─── 原文抜粋 ───

2000 Fiscal Year Annual Research Report
インターロイキン15遺伝子を用いた前立腺癌遺伝子治療に関する基礎的研究
Project/Area Number |
12877251
|
Research Institution | Gunma University |
Principal Investigator |
鈴木 和浩 群馬大学, 医学部, 講師 (80312891)
|
Keywords | 前立腺癌 / インターロキン15 / 遺伝子治療 |
Research Abstract |
IL-15は強力が細胞性免疫誘導製サイトカインであり、IL-2とその生物学的性質を共有する。しかし、その効果に必要な量は1logオーダー低いものであり、全身投与でなく、局所においてその効果が発揮できればより副作用の少ないimmunogene therapyが可能となる。そこで、IL-15の生物学的性質を生かした細胞性免疫に由来する前立腺癌immunogene therapyの基礎実験を行った。 IL-15はIL-2と異なり細胞内で蛋白がトラッピングされ、分泌性が著しく低い。そこで、分泌性蛋白のIL-2のSPにIL-15のmature peptideを結合したキメラを分泌するようなキメラを遺伝子組みかえで作成し、IL-15を効率よく細胞から分泌させることに成功した。前立腺癌PC-3へ、この分泌性IL-15cDNAをトランスフェクトし、ネオマイシン耐性のクローンを選択し、IL-15の分泌能を検討した。ng/mlオーダーの分泌能を持つクローンが得られた。このクローンを以下の実験で用い、対象にmock transfectantを用いた。in vitroにおいては両クローンとも同様な増殖態度を示した。in vivoの検討では、ヌードマウスにPC-3を皮下移植するxenograftモデルを利用した。対象のmock transfectantでは、3週後より著明な皮下腫瘍の増大を認めた。一方、IL-15分泌性のPC-3は腫瘍は非常に小さく、一部は完全に拒絶された。組織学的にはIL-15分泌性PC-3由来の皮下腫瘍には単核の炎症性細胞浸潤を多く認めた。ヌードマウスがT細胞欠損であるため、NK細胞をdepletionした。anti-asialo GM1抗体を投与することにより、NK細胞が欠損するが、IL-15分泌性PC-3細胞は皮下腫瘍を形成した。このことから、局所で分泌されたIL-15がNK細胞を介して抗腫瘍効果を発揮したと考えられた。このメカニズムの背景を検討するため、ヌードマウスの脾臓細胞(主にNK細胞から成る)をIL-15分泌性PC-3の培養上清と反応させた。1週間のインキュベートにより脾臓細胞はインターフェロンγの遺伝子発現が有意に増加し、PC-3細胞に対するcytotoxic activityも上昇した。

─── 提供資料 ───

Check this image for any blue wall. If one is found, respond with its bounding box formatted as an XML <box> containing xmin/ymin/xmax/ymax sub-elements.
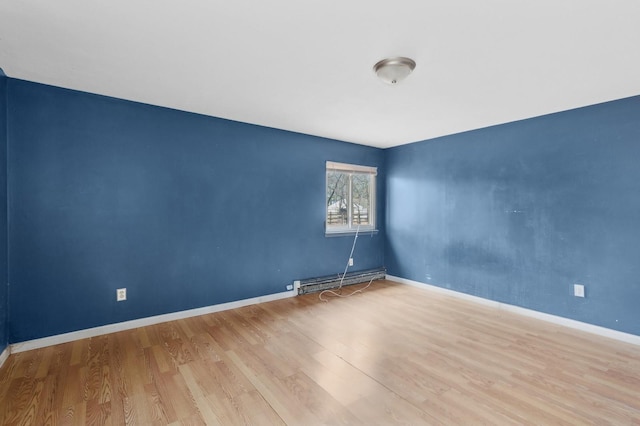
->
<box><xmin>0</xmin><ymin>69</ymin><xmax>9</xmax><ymax>353</ymax></box>
<box><xmin>8</xmin><ymin>79</ymin><xmax>384</xmax><ymax>342</ymax></box>
<box><xmin>385</xmin><ymin>97</ymin><xmax>640</xmax><ymax>334</ymax></box>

───

課題 1
この研究報告について、次の問いに答えてください。
(a) 研究を行った機関はどこですか。
(b) 分泌性IL-15cDNAを入れた前立腺癌の細胞は何ですか。
(c) mock transfectantで皮下腫瘍がはっきり大きくなり始めたのはいつからですか。
課題 2
この研究報告から、「2000 Fiscal Year」から「医学部, 講師 (80312891)」までをそのまま書き写してください。

解答例 1
(a) 群馬大学
(b) PC-3
(c) 3週後から

解答例 2
2000 Fiscal Year Annual Research Report
インターロイキン15遺伝子を用いた前立腺癌遺伝子治療に関する基礎的研究
Project/Area Number |
12877251
|
Research Institution | Gunma University |
Principal Investigator |
鈴木 和浩 群馬大学, 医学部, 講師 (80312891)